WHAT IS BEING ASKED
Whatever lines the data contains, output all of them unchanged.

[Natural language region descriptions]
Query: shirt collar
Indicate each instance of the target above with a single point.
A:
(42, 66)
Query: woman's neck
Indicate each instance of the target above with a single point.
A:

TASK RESULT
Query: shirt collar
Indicate each instance of the target above with a single point.
A:
(42, 66)
Query: woman's neck
Indicate each instance of the target above with a single point.
A:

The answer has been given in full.